=== Testo ===
....

Elsa Fornero li aveva descritti come choosy, schizzinosi, già nel 2012. Ancora prima, nel 2007, fu l’allora Ministro dell’Economia Padoa-Schioppa a definire “bamboccioni” i ragazzi che rimanevano a casa coi genitori senza sposarsi e diventare autonomi. Ma c’è anche chi parla con leggerezza di “inoccupabili”, come se la responsabilità fosse unicamente loro: vorrei anche darti un lavoro, sai, ma non sei occupabile. Come quando alla fine di una relazione si maschera la responsabilità con un “non sei tu, sono io”, per intendere l’esatto contrario.

Ma chi sono questi ragazzi? Si definiscono NEET, acronimo inglese (e ci scuserà il Ministro Sangiuliano) che sta per Neither in Employment nor in Education and Training. Ovvero, persone che non studiano, non lavorano e non si stanno formando. In particolare, persone giovani, di età compresa tra i 15 e i 29 anni.

....

=== Dati dell'esercizio ===
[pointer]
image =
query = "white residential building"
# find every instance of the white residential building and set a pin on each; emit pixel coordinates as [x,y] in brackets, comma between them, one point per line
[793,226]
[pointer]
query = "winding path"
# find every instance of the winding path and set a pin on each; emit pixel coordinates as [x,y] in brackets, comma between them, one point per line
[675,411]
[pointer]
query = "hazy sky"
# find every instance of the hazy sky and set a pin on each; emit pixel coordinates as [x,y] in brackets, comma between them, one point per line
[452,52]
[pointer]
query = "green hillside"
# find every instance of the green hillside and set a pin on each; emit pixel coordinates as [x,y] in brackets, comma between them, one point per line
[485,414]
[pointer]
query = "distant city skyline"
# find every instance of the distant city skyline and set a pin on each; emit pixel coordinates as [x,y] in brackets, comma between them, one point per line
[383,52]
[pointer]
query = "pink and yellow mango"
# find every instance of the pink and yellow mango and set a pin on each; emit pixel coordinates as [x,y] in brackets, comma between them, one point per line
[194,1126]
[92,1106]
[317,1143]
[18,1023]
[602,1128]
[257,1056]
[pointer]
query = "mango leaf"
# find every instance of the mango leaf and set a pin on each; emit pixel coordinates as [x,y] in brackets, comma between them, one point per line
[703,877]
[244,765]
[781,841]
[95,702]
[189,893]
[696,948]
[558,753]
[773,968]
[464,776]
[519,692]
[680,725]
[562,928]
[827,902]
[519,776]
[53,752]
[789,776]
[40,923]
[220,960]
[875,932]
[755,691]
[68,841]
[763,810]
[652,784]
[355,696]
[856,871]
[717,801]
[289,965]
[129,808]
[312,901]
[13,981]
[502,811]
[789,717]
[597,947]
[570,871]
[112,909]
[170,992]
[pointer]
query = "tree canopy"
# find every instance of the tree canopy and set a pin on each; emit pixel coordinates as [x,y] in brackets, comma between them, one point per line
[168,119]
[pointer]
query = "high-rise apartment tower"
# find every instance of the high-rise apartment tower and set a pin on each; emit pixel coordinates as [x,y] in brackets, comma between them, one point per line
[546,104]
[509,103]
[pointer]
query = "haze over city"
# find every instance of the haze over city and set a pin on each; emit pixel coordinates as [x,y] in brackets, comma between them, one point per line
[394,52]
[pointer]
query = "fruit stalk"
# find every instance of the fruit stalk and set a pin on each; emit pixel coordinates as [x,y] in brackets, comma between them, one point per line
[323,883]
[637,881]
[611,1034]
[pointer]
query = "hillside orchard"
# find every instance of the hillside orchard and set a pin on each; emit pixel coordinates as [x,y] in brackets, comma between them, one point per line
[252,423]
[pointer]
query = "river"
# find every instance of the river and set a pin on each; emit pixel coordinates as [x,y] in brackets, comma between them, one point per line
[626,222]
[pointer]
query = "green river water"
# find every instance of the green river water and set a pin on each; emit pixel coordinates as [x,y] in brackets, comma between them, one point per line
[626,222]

....

=== Compiti dell'esercizio ===
[1] Seleziona tutte le righe che contengono la stringa "path" e ricopiale.
[2] Prosegui il testo sui giovani NEET a partire dalla sua ultima frase.
Le righe non hanno alcun legame con il testo sui giovani NEET.

=== Risposte ===
[1]
query = "winding path"
# find every instance of the winding path and set a pin on each; emit pixel coordinates as [x,y] in brackets, comma between them, one point per line

[2]
Chi diventa Neet? Innanzitutto, tutti i giovani che non si allontanano dalla casa dei propri genitori, ma rimangono da loro sostenuti in tutto e per tutto, senza avviarsi a un percorso di indipendenza. Gli stessi poi non chiudono il percorso formativo, inteso non tanto come scuola dell’obbligo ma come percorso che li possa introdurre all’indipendenza personale e sociale. Non solo, ma non lavorano neanche, a prescindere dal contratto e dalla posizione. Infine, non formano e non dimostrano di voler costruire un proprio nucleo familiare e non si assumono responsabilità verso il proprio nucleo familiare, intese come economiche e personali. Per dirla semplice, ragazzi che non stanno facendo nulla: né per loro, né per il Paese in cui vivono.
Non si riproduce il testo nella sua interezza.